> DATA SHOWN
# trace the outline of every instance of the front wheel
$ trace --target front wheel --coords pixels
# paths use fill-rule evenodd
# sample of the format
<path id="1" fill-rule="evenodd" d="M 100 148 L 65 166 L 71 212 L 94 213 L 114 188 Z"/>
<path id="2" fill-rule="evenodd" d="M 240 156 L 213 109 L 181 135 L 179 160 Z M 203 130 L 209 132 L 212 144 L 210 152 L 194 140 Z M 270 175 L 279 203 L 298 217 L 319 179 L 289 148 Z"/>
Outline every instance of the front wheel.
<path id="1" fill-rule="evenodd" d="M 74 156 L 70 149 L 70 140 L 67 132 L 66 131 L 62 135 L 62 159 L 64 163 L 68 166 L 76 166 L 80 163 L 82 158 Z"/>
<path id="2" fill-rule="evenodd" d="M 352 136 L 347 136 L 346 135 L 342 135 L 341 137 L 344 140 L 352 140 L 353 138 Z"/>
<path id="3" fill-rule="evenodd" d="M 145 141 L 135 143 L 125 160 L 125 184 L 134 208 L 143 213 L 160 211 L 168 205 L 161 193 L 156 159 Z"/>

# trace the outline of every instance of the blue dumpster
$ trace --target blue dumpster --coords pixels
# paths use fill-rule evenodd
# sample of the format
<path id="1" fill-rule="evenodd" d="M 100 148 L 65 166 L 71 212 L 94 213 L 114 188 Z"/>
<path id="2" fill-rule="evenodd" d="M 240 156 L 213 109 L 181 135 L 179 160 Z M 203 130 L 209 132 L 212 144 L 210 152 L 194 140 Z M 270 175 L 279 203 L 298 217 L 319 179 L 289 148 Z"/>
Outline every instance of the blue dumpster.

> GOAL
From the records above, extract every entry verbatim.

> ANSWER BELOW
# trace the outline of every instance of the front wheel
$ trace --target front wheel --coords pixels
# paths use fill-rule evenodd
# sample of the format
<path id="1" fill-rule="evenodd" d="M 100 148 L 65 166 L 71 212 L 94 213 L 114 188 Z"/>
<path id="2" fill-rule="evenodd" d="M 240 156 L 213 109 L 181 135 L 179 160 Z M 203 130 L 209 132 L 212 144 L 210 152 L 194 140 Z M 270 175 L 279 203 L 298 217 L 319 179 L 289 148 Z"/>
Outline every instance of the front wheel.
<path id="1" fill-rule="evenodd" d="M 74 156 L 70 149 L 70 140 L 67 132 L 66 131 L 62 135 L 62 159 L 64 163 L 68 166 L 76 166 L 80 163 L 82 158 Z"/>
<path id="2" fill-rule="evenodd" d="M 352 136 L 347 136 L 346 135 L 342 135 L 341 137 L 344 140 L 352 140 L 353 138 Z"/>
<path id="3" fill-rule="evenodd" d="M 145 141 L 135 143 L 125 160 L 125 184 L 134 208 L 143 213 L 160 211 L 168 205 L 161 193 L 156 159 Z"/>

# trace the outline of every instance of the blue dumpster
$ trace --target blue dumpster --coords pixels
# paths use fill-rule evenodd
# sample of the format
<path id="1" fill-rule="evenodd" d="M 100 148 L 65 166 L 71 212 L 94 213 L 114 188 Z"/>
<path id="2" fill-rule="evenodd" d="M 240 156 L 213 109 L 181 135 L 179 160 Z M 203 130 L 209 132 L 212 144 L 210 152 L 194 140 Z M 270 175 L 279 203 L 298 217 L 319 179 L 289 148 Z"/>
Outline every instance of the blue dumpster.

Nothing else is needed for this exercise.